▸ Data entries:
::::
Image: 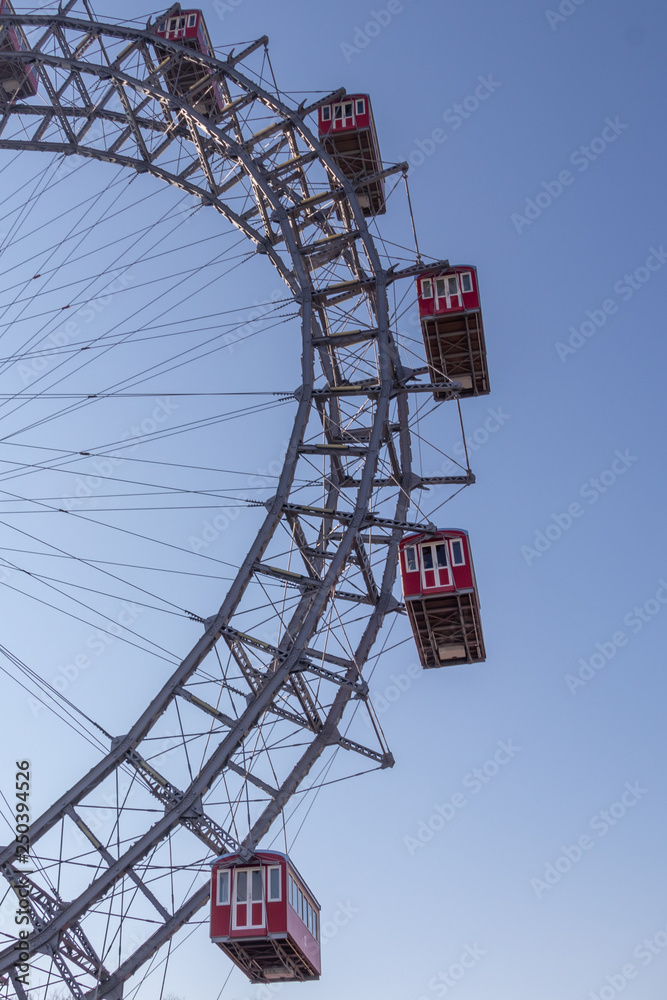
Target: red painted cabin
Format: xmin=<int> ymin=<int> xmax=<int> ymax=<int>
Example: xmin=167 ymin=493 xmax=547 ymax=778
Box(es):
xmin=211 ymin=851 xmax=321 ymax=983
xmin=318 ymin=94 xmax=387 ymax=215
xmin=400 ymin=528 xmax=486 ymax=667
xmin=417 ymin=265 xmax=489 ymax=399
xmin=0 ymin=0 xmax=39 ymax=101
xmin=153 ymin=3 xmax=224 ymax=118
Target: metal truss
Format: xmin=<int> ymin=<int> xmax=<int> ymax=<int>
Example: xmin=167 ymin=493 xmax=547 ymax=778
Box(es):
xmin=0 ymin=0 xmax=473 ymax=1000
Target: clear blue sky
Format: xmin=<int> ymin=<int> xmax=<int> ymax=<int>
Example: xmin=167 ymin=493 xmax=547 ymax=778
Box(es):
xmin=0 ymin=0 xmax=667 ymax=1000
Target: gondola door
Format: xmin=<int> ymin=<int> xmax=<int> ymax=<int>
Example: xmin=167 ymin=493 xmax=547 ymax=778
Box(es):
xmin=234 ymin=868 xmax=266 ymax=930
xmin=420 ymin=539 xmax=452 ymax=590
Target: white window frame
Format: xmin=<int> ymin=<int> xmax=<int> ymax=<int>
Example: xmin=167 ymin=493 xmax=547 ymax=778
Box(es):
xmin=419 ymin=538 xmax=452 ymax=591
xmin=449 ymin=538 xmax=466 ymax=566
xmin=404 ymin=545 xmax=419 ymax=573
xmin=215 ymin=868 xmax=232 ymax=906
xmin=266 ymin=865 xmax=283 ymax=903
xmin=434 ymin=272 xmax=463 ymax=309
xmin=232 ymin=868 xmax=266 ymax=931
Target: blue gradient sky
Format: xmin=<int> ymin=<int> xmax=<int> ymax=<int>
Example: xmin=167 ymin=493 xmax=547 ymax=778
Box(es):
xmin=3 ymin=0 xmax=667 ymax=1000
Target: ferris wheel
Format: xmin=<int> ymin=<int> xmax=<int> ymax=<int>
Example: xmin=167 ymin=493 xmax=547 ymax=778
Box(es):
xmin=0 ymin=0 xmax=489 ymax=1000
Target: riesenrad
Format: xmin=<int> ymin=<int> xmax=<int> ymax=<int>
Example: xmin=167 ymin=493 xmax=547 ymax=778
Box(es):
xmin=0 ymin=0 xmax=488 ymax=1000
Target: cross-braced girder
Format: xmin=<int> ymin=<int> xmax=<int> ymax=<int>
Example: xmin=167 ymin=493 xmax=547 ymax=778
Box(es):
xmin=0 ymin=2 xmax=472 ymax=998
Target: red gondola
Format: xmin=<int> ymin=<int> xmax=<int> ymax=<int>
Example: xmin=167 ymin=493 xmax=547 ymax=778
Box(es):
xmin=400 ymin=528 xmax=486 ymax=667
xmin=318 ymin=94 xmax=387 ymax=215
xmin=417 ymin=265 xmax=489 ymax=399
xmin=153 ymin=3 xmax=224 ymax=118
xmin=211 ymin=851 xmax=321 ymax=983
xmin=0 ymin=0 xmax=39 ymax=101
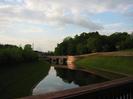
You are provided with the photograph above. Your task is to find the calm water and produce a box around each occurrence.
[33,66,106,95]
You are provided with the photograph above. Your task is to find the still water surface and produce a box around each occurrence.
[33,66,107,95]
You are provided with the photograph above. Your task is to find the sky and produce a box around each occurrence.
[0,0,133,51]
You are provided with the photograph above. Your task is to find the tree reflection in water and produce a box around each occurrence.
[33,66,106,95]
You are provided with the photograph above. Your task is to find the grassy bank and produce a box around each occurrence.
[0,61,50,99]
[76,54,133,79]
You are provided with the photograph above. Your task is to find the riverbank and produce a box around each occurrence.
[0,61,50,99]
[76,50,133,79]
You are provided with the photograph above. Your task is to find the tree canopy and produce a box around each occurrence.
[54,31,133,55]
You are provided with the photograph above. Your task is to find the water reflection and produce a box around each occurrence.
[33,66,105,95]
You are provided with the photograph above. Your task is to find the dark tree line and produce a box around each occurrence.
[0,44,38,65]
[55,31,133,55]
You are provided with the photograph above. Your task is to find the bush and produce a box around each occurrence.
[0,44,38,65]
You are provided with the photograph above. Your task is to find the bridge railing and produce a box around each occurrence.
[21,77,133,99]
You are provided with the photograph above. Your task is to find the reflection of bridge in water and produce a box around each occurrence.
[47,56,68,65]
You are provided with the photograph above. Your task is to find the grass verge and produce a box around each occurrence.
[76,55,133,79]
[0,61,50,99]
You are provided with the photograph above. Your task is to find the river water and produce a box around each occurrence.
[32,66,107,95]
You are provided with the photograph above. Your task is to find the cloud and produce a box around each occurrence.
[0,0,133,31]
[0,0,133,49]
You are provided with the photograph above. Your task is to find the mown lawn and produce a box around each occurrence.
[0,61,50,99]
[76,55,133,75]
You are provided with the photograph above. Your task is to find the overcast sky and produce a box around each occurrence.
[0,0,133,51]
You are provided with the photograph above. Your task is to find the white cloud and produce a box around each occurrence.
[0,0,133,50]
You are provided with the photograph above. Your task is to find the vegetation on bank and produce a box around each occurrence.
[54,32,133,55]
[76,52,133,75]
[0,44,38,67]
[0,61,50,99]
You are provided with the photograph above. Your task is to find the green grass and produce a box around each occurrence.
[0,61,50,99]
[76,55,133,78]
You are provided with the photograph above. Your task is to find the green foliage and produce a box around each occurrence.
[0,44,38,65]
[76,55,133,75]
[55,31,133,55]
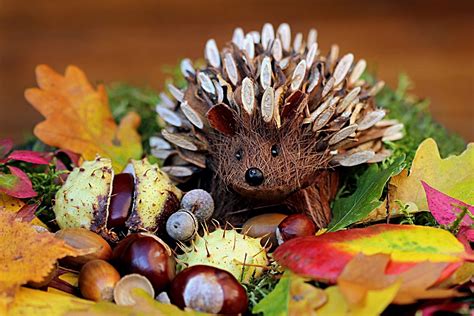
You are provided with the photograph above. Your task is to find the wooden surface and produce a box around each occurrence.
[0,0,474,141]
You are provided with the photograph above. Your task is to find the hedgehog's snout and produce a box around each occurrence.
[245,168,265,187]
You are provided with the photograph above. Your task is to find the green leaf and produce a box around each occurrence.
[0,173,18,189]
[252,272,291,316]
[328,155,405,232]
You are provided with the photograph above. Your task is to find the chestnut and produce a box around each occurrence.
[78,260,120,301]
[56,228,112,269]
[242,213,286,247]
[112,233,176,293]
[107,173,135,229]
[276,214,316,245]
[169,265,248,314]
[114,273,155,305]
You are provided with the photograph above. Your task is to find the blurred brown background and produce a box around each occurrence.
[0,0,474,141]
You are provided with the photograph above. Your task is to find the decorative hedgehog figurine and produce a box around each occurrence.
[150,23,403,227]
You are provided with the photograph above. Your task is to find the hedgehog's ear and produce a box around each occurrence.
[206,103,236,136]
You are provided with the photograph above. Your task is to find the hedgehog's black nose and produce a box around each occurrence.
[245,168,265,186]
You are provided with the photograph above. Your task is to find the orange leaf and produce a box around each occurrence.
[0,211,79,310]
[25,65,142,172]
[337,254,459,305]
::::
▸ TASK DIRECTIONS:
Rewrite all of the material above as a numbered list, dropping any blank lines. Leave the pictures out of your answer.

▸ WORKED ANSWER:
1. Image: 
2. Target: red painted cabin
3. Format: xmin=<int> ymin=<int> xmax=<int> ymax=<int>
4. Example: xmin=167 ymin=493 xmax=547 ymax=778
5. Box(es):
6. xmin=211 ymin=851 xmax=321 ymax=983
7. xmin=318 ymin=94 xmax=387 ymax=215
8. xmin=400 ymin=528 xmax=486 ymax=667
9. xmin=417 ymin=265 xmax=489 ymax=399
10. xmin=0 ymin=0 xmax=39 ymax=101
11. xmin=153 ymin=3 xmax=224 ymax=118
12. Target: metal truss
13. Format: xmin=<int> ymin=<int> xmax=<int> ymax=<int>
14. Example: xmin=167 ymin=493 xmax=547 ymax=778
15. Box(es):
16. xmin=0 ymin=0 xmax=473 ymax=1000
17. Target: clear blue sky
18. Format: xmin=<int> ymin=<int> xmax=<int> ymax=<int>
19. Example: xmin=167 ymin=493 xmax=547 ymax=778
20. Box(es):
21. xmin=0 ymin=0 xmax=667 ymax=1000
22. Target: gondola door
23. Format: xmin=<int> ymin=<int> xmax=<int> ymax=<int>
24. Example: xmin=167 ymin=493 xmax=547 ymax=778
25. Box(es):
26. xmin=234 ymin=868 xmax=266 ymax=930
27. xmin=420 ymin=539 xmax=452 ymax=590
28. Target: white window frame
29. Format: xmin=<int> ymin=<int> xmax=<int> ymax=<int>
30. Example: xmin=167 ymin=493 xmax=547 ymax=778
31. Box(es):
32. xmin=419 ymin=538 xmax=452 ymax=591
33. xmin=449 ymin=538 xmax=466 ymax=566
34. xmin=404 ymin=545 xmax=419 ymax=573
35. xmin=215 ymin=868 xmax=232 ymax=906
36. xmin=266 ymin=865 xmax=283 ymax=903
37. xmin=434 ymin=272 xmax=463 ymax=309
38. xmin=232 ymin=868 xmax=266 ymax=931
39. Target: blue gradient sky
40. Format: xmin=<int> ymin=<int> xmax=<int> ymax=<int>
41. Example: xmin=167 ymin=493 xmax=547 ymax=778
42. Box(es):
43. xmin=3 ymin=0 xmax=667 ymax=1000
44. Target: ferris wheel
45. Format: xmin=<int> ymin=<int> xmax=<int> ymax=<int>
46. Example: xmin=167 ymin=493 xmax=547 ymax=778
47. Box(es):
48. xmin=0 ymin=0 xmax=489 ymax=1000
49. Target: riesenrad
50. Format: xmin=<int> ymin=<int> xmax=<int> ymax=<int>
51. Example: xmin=167 ymin=493 xmax=547 ymax=778
52. Box(es):
53. xmin=0 ymin=0 xmax=488 ymax=1000
54. Target: cross-braced girder
55. Format: xmin=<int> ymin=<int> xmax=<int> ymax=<int>
56. Example: xmin=167 ymin=493 xmax=547 ymax=778
57. Box(es):
58. xmin=0 ymin=2 xmax=472 ymax=998
59. Target: red gondola
60. Format: xmin=<int> ymin=<int> xmax=<int> ymax=<int>
61. Example: xmin=167 ymin=493 xmax=547 ymax=778
62. Box(es):
63. xmin=400 ymin=528 xmax=486 ymax=667
64. xmin=318 ymin=94 xmax=387 ymax=215
65. xmin=417 ymin=265 xmax=489 ymax=399
66. xmin=153 ymin=3 xmax=224 ymax=118
67. xmin=211 ymin=851 xmax=321 ymax=983
68. xmin=0 ymin=0 xmax=39 ymax=101
69. You are provided with the photograph above. Your task is to find the calm water and produce a box around each occurrence.
70. [33,66,106,95]
71. You are provided with the photograph above. Your task is to find the still water surface and produce a box around each occurrence.
72. [33,66,107,95]
73. You are provided with the photograph above. Your task is to find the sky and produce a box around each occurrence.
74. [0,0,133,51]
75. You are provided with the photograph above. Your task is to find the tree reflection in water and produce a box around each occurrence.
76. [33,66,106,95]
77. You are provided with the photograph above. Your task is to find the grassy bank and produce a box around each occurrence.
78. [0,61,50,99]
79. [76,54,133,79]
80. You are provided with the photograph above. Your task is to find the riverbank and produce a box around each occurrence.
81. [0,61,50,99]
82. [76,50,133,79]
83. You are provided with the photograph above. Your task is to find the tree canopy and produce a box around each occurrence.
84. [54,31,133,55]
85. You are provided with the photograph above. Your task is to find the water reflection and produce a box around each occurrence.
86. [33,66,105,95]
87. You are provided with the photograph above. Your task is to find the dark tree line and produce a box around each occurrence.
88. [0,44,38,65]
89. [55,31,133,55]
90. You are provided with the photograph above. Your task is to find the bush and produce a box around each occurrence.
91. [0,44,38,65]
92. You are provided with the photograph above. Your task is to find the bridge railing and produce a box around each occurrence.
93. [21,77,133,99]
94. You are provided with the photograph above. Your task is to find the reflection of bridge in water and produce a box around each occurrence.
95. [47,56,68,65]
96. You are provided with the photograph above. Your task is to find the grass verge and produce a box around each occurrence.
97. [76,55,133,79]
98. [0,61,50,99]
99. You are provided with the photograph above. Your task is to find the river water and produce a box around each occurrence.
100. [32,66,107,95]
101. You are provided with the photograph above. Your task is to find the cloud and produce a box around each occurrence.
102. [0,0,133,31]
103. [0,0,133,49]
104. You are provided with the photograph above. Your task is to find the mown lawn and produce a box around each occurrence.
105. [0,61,50,99]
106. [76,55,133,75]
107. You are provided with the photograph above. Your task is to find the overcast sky and produce a box around each occurrence.
108. [0,0,133,51]
109. You are provided with the photograph above. Your task is to find the white cloud and produce a box around each occurrence.
110. [0,0,133,50]
111. You are provided with the photograph above. Your task is to find the vegetation on bank and produce a box around each occurrence.
112. [54,32,133,55]
113. [76,52,133,75]
114. [0,44,38,67]
115. [0,61,50,99]
116. You are provided with the photograph above. Your task is to find the green grass and produce a box around each occurrence.
117. [0,61,50,99]
118. [76,55,133,78]
119. You are provided with the photograph above. Your task is to find the green foliage and produce a box around each occurrence.
120. [0,44,38,65]
121. [76,55,133,75]
122. [55,31,133,55]
123. You are provided with the photograph above. Your task is to find the wooden surface and produce a box around each occurrence.
124. [0,0,474,141]
125. You are provided with the photograph above. Your task is to find the hedgehog's snout and produce a box around each occurrence.
126. [245,168,265,187]
127. You are provided with the photograph above. Your task is to find the green leaf and produce a box around each occurrence.
128. [0,173,18,189]
129. [252,272,291,316]
130. [328,155,405,232]
131. You are provided with the photograph above. Your task is to find the chestnut and produce a box around each occurrence.
132. [78,260,120,301]
133. [56,228,112,269]
134. [242,213,286,247]
135. [112,233,176,293]
136. [107,173,135,229]
137. [276,214,316,245]
138. [169,265,248,314]
139. [114,273,155,305]
140. You are provided with the photograph above. Your task is to find the blurred brown background and produce a box around each occurrence.
141. [0,0,474,141]
142. You are provided with the photograph above. Your task is to find the decorative hedgehog figurine and produce a box around each occurrence.
143. [150,23,403,227]
144. You are provided with the photograph above. Your task is to find the hedgehog's ear and produce a box around each occurrence.
145. [206,103,236,136]
146. You are provided with the photograph above. Your task is to find the hedgehog's black nose and produce a box around each occurrence.
147. [245,168,265,186]
148. You are provided with the photograph above. Your task is to find the orange leaf and produce a box around each occurrence.
149. [0,211,79,310]
150. [25,65,142,172]
151. [337,254,459,305]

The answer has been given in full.